### DATA LINES
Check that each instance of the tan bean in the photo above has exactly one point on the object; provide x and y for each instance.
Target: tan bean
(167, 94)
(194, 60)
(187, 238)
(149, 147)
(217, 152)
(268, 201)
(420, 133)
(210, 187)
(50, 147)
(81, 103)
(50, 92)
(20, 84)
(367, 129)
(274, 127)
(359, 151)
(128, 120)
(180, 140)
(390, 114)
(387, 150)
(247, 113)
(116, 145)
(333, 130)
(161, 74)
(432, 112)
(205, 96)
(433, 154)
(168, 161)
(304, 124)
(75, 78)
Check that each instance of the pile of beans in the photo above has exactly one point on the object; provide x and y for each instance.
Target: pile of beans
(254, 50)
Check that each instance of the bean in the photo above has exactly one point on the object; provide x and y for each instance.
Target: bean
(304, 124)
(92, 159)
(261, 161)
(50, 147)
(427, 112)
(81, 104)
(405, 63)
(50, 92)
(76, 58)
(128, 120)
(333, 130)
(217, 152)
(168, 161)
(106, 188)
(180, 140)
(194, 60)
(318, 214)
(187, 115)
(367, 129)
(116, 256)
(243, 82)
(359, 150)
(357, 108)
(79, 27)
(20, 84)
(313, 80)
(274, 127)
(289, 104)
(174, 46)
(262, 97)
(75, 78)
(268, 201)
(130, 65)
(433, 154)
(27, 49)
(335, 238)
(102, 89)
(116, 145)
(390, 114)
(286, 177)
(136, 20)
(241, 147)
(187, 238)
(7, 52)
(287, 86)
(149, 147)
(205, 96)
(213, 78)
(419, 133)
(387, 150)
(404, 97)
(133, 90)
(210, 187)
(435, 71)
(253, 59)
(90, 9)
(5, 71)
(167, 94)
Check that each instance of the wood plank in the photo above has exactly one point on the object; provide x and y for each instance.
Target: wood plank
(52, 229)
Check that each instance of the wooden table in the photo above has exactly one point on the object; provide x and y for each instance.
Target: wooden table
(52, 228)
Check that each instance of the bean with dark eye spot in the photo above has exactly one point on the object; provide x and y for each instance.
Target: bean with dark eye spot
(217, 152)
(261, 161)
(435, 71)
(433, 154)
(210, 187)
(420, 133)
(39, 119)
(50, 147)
######
PROBLEM TO WORK ON
Copy the material from the line with "Check that each instance of the wood plank" through the end, substituting "Label" for "Target" and leaving every other word unchanged.

CORRECT RESPONSE
Check that each instance of the wood plank in the photo above has exactly one point on the object; provide x and y for each instance.
Label: wood plank
(52, 229)
Check that each instance of the wooden table in the photo above has exactly one point on the object; provide x and y for each instance.
Label: wooden table
(52, 228)
Check that each instance of the bean with dark eye spot in the photo above has exactly one point on the object; provide x and y for each instance.
Label: bean with dark eye spot
(217, 152)
(261, 161)
(435, 71)
(433, 154)
(210, 187)
(420, 133)
(39, 119)
(50, 147)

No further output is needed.